# Direction:
Omit all images. Transcribe the rest of the material below exactly.

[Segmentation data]
• • • • •

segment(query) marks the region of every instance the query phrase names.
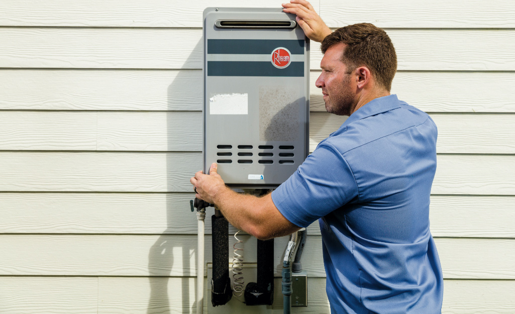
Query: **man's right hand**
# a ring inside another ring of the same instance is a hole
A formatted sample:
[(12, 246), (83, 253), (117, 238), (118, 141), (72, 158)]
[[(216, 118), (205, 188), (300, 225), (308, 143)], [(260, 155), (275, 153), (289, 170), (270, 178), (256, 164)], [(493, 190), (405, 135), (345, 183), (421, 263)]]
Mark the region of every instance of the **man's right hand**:
[(283, 3), (282, 5), (284, 8), (283, 12), (297, 15), (297, 22), (310, 39), (320, 42), (331, 33), (313, 7), (305, 0), (290, 0), (290, 3)]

• • • • •

# Answer to this exercise:
segment(query) marks the region of every instance the query phrase names.
Query: **man's right hand**
# a ring inside another ring of the same instance is a hole
A formatted sample:
[(12, 246), (83, 253), (117, 238), (118, 141), (72, 158)]
[[(216, 118), (205, 188), (300, 225), (308, 143)], [(260, 155), (275, 153), (289, 170), (270, 178), (256, 164)], [(493, 190), (405, 135), (345, 183), (421, 263)]]
Mark the region of every instance of the **man's right hand**:
[(283, 3), (282, 5), (284, 8), (283, 12), (297, 15), (297, 22), (310, 39), (320, 42), (331, 33), (313, 7), (305, 0), (290, 0), (290, 3)]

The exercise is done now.